-- START Excerpt --
I do now monitor all her stuff and she is suprisingly okay with it... BUT with things today you know there are always "workarounds" I think the other facebook accounts really may have been an accident but with all the other shiz I have to question it... I asked her to not go on vacations without me and she said that is crazy and no way to live...??? I even told her just until she regains my trust but she was hesitant. She keeps saying that i have to trust her and i tell her that she dowsn't just get that she has to earn it back... AND SHE KEEPS LYING. 
She is pretty self-centered, materialistic and selfish but i always knew that and so am i in many ways i could always look past it... It might be biting me in the ass now huh...???


----------



## morituri (Apr 1, 2011)

A wife who truly loves her husband, does everything in her power to always act like a married woman around others because she treasures her husband's trust in her. She does not tolerate other men trying to seduce her and when they attempt to do so, she cuts them down to size as they so richly deserve.

Isn't this what every faithful and loving husband wants from the woman he loves, his wife? Isn't this what you want from the woman you married?


----------



## Entropy3000 (May 11, 2011)
-- END Excerpt --
**Direction A**
In the forum thread, how does the first poster say she responded to being asked not to go on vacations without the poster?
**Direction B**
Write out the forum thread passage starting at "Isn't this what every" and ending at "(May 11, 2011)", substituting "loyal" for "faithful".
-- START Recorded data --
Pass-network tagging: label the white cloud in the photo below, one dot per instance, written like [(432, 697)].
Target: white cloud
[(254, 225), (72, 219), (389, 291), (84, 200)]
-- END Recorded data --
**Finished answer A**
She said that was crazy and no way to live.

**Finished answer B**
Isn't this what every loyal and loving husband wants from the woman he loves, his wife? Isn't this what you want from the woman you married?


----------



## Entropy3000 (May 11, 2011)